→ **PROVIDED TEXT**
A couple walks up to a polling station in Saanich-Gulf Islands, near Sidney, B.C., to vote in the federal election on Oct. 14, 2008.Deddeda Stemler

The latest issue of the Literary Review of Canada has in it's pages a feisty series of letters in response to Andrew Potter's savaging review of Parliamentary Democracy in Crisis, a book of essays on last fall's coalition fracas. The book's editors, professors Russell and Sossin, defend themselves, historian Michael Bliss weighsin suggesting Potter went too easy on the blackguards and the always stimulating Norman Spector throws down a gauntlet to coalition espousers to debate the issues "in both official languages anywhere in Canada." The UFC couldn't do better in promoting the coming constitutional throw down, which will no doubt ensue during the run up to the next (now, thank God, delayed) election campaign.

And while all of it strikes me as fair if not entirely civil comment, I did wonder this. Coming out the other end of all this, 70 per cent of eligible voters had no interest in pursuing an election a year after the last one. So those calling for a more direct democratic line between "the people" and their elected representatives (as opposed to "parliamentarians" that favoured the coalition) are in essence ringing a number that's been, at least for the moment, disconnected. Yesterday I asked my fellow blogging pals Brian Topp and Norman Spector whether the possibility of mass indifference to the process was cause for concern (leads to balkanization and extremism, etc etc).

Spector A long time ago (that is, when I was in university and you were in grade school) low turnout used to be posited as a sign that everything was ticking along okay.

That said, and without losing sight of that virtue, widespread disaffection from the political process can have negative consequences, including those you mention. But even here, one man's extremist is another's messiah, as we are seeing in the Obama phenomenon. Still, the ideal would be to have a political system with high citizen attachment and regular, though institutionalized, change in policy.

→ **MATERIAL FOR THIS TASK**
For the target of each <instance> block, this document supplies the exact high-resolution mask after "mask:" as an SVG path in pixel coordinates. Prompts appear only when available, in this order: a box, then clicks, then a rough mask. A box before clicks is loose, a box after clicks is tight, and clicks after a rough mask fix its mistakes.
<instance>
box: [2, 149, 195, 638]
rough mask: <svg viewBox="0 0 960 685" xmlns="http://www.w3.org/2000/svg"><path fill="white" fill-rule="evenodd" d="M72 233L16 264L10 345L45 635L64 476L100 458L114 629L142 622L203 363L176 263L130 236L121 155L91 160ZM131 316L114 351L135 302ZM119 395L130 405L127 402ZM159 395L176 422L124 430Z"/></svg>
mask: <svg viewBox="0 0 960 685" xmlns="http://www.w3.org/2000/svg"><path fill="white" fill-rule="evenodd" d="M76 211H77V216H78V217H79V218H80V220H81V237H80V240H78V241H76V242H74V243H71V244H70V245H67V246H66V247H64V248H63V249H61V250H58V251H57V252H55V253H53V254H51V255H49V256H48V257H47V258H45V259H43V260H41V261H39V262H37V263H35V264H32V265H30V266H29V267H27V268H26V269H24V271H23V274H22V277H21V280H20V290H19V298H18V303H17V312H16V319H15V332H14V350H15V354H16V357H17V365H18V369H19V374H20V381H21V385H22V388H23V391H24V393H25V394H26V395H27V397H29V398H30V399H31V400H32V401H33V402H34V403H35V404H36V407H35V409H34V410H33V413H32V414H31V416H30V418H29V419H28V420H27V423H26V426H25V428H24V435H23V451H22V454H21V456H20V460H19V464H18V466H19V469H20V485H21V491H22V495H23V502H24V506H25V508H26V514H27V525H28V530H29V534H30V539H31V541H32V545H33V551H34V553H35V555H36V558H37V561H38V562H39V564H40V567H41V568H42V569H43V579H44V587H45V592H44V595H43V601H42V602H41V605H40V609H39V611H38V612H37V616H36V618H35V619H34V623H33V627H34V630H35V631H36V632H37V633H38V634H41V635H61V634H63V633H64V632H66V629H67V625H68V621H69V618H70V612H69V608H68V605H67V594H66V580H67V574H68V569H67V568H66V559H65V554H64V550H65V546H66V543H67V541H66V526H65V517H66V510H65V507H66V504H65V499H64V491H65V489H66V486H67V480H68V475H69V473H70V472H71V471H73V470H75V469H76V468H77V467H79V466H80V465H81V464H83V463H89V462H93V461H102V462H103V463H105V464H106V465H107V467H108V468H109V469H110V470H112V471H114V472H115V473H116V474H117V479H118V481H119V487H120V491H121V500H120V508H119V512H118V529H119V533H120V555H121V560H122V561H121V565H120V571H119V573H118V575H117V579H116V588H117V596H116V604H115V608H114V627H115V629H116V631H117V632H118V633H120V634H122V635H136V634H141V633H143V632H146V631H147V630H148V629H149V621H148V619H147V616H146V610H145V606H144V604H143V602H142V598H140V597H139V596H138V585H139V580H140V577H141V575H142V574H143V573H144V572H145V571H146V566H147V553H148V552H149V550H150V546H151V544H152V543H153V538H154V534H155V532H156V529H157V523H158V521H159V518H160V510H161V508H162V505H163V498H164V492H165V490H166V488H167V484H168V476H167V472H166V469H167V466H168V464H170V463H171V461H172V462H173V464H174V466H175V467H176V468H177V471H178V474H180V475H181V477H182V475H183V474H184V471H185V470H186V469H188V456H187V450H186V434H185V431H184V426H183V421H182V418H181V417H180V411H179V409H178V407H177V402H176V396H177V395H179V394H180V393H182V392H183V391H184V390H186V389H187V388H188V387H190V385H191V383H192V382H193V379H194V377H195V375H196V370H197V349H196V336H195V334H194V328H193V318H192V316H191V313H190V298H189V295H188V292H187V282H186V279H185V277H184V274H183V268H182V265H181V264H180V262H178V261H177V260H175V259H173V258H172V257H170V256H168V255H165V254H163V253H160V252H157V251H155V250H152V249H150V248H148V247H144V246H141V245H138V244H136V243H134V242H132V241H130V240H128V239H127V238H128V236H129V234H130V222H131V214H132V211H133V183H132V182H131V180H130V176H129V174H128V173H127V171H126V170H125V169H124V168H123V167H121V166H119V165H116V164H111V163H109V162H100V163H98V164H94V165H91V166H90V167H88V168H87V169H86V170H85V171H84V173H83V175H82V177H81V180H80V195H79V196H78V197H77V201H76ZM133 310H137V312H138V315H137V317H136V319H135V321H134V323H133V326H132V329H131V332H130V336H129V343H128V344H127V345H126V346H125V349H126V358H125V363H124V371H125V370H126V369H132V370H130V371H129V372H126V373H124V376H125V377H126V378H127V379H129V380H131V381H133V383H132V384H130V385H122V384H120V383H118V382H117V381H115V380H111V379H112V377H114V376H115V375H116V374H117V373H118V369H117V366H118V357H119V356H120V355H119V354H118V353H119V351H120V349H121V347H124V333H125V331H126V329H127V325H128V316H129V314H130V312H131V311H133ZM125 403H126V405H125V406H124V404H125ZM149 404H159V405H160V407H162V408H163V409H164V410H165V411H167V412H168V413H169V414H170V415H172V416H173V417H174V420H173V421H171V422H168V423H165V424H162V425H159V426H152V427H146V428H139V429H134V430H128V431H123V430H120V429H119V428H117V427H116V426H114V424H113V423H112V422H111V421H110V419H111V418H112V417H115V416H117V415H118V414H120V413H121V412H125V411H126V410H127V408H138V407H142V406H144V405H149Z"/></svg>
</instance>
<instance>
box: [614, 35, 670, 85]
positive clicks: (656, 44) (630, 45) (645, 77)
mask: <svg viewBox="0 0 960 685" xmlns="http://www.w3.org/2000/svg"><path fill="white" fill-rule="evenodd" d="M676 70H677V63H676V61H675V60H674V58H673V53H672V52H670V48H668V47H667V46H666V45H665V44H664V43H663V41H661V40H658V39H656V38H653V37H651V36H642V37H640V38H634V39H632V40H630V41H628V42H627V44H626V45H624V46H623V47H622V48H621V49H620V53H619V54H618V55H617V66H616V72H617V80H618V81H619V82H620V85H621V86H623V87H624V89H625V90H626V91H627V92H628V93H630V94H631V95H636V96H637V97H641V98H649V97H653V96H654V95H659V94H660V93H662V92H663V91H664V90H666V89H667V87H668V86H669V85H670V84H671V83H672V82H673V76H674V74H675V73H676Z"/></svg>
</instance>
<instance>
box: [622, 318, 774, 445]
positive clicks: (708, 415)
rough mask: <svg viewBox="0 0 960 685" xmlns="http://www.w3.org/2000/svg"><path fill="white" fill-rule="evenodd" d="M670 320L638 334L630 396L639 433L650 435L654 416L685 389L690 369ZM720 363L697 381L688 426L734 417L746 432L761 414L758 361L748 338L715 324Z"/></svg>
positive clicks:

→ **QUESTIONS TO ANSWER**
1 – In the records, switch "rough mask" to "coarse mask" in the lines from the start of the records up to and including the line with "233L16 264L10 345L45". Give back only those lines, with everything else unchanged.
2 – Continue the text on voter indifference and the coalition debate in Canada, starting after its last sentence.
The text and the records have nothing to do with each other.

→ **ANSWERS TO THE EXERCISES**
1 –
For the target of each <instance> block, this document supplies the exact high-resolution mask after "mask:" as an SVG path in pixel coordinates. Prompts appear only when available, in this order: a box, then clicks, then a coarse mask. A box before clicks is loose, a box after clicks is tight, and clicks after a coarse mask fix its mistakes.
<instance>
box: [2, 149, 195, 638]
coarse mask: <svg viewBox="0 0 960 685" xmlns="http://www.w3.org/2000/svg"><path fill="white" fill-rule="evenodd" d="M72 233L16 264L10 345L45 635L64 476L100 458L114 629L142 622L203 363L176 263L130 236L121 155L91 160ZM131 316L114 351L135 302ZM119 395L130 405L127 402ZM159 395L176 422L124 430Z"/></svg>

2 –
Topp Steadily lower turnout as we've seen in Canadian federal and provincial elections, and disastrously so in U.S. elections (notably mid-term ones) encourages extremism in political parties, since the key to victory becomes turning out motivated partisans instead of moderate-minded folks.

In many parts of North America (rural ridings, the southern United States) this hands politics to angry, elderly white men of the sort who turned up in town halls to yell about 'death panels' all across the U.S. this summer.

The antidote is more civility where the tone of national politics are set -- on the floor of the House of Commons. But all the forces converging there (internal and external, politic and substantive) pull it apart, rather than knitting it together.

Not sure there are any grand solutions. We'll all just have to try to muddle through -- and try to talk to each other a bit more, assuming that isn't "backroom dealing."

My take? Debating these issues, however fractious/parochia and however much some might suggest it's all a bit beside the point, is crucial to Canada's political future in the same way debating global warming is to our environmental future.